Extracts from a box-labeled dataset:
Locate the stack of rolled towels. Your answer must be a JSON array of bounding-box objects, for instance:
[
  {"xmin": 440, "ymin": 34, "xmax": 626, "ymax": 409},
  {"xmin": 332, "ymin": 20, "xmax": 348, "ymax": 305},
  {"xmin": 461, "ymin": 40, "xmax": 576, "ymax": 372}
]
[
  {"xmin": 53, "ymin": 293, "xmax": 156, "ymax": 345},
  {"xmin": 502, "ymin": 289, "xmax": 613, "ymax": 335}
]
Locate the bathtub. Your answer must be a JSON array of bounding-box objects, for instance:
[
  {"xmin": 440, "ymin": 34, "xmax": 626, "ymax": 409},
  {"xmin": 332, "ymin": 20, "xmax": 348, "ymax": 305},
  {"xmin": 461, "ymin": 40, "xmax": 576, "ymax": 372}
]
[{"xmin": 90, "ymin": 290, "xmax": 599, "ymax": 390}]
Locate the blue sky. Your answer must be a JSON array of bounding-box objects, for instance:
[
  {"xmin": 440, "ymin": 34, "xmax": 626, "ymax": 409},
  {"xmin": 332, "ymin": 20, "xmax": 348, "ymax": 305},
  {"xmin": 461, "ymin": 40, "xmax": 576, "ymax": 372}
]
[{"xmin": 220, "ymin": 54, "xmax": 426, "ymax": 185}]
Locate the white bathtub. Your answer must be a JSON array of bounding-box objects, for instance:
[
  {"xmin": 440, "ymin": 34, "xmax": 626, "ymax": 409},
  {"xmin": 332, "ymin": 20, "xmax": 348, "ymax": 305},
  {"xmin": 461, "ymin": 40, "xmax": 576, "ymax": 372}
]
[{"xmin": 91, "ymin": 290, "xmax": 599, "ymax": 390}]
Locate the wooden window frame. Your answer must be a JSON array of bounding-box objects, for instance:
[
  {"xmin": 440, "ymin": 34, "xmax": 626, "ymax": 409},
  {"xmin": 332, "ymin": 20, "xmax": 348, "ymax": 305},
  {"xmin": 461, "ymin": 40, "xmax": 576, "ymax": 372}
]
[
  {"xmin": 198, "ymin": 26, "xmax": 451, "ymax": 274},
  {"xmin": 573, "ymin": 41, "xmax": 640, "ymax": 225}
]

* * *

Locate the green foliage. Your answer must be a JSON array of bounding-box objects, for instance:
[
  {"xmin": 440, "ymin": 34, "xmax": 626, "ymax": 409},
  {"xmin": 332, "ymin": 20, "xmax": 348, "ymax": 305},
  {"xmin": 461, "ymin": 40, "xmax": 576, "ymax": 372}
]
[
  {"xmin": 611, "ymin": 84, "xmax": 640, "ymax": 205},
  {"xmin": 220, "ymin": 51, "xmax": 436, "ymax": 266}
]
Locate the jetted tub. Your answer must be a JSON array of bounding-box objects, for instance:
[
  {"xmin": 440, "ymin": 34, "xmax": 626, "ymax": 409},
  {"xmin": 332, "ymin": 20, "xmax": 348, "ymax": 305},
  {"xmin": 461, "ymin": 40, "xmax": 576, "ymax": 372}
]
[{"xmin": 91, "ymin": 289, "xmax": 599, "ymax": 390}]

▶ _Exercise objective_
Return each line in the records that contains the string "bathtub".

▶ _Result of the task_
Locate the bathtub. Your answer must be a JSON array of bounding-box objects, for instance:
Locate the white bathtub. Your answer must be a JSON array of bounding-box objects, for instance:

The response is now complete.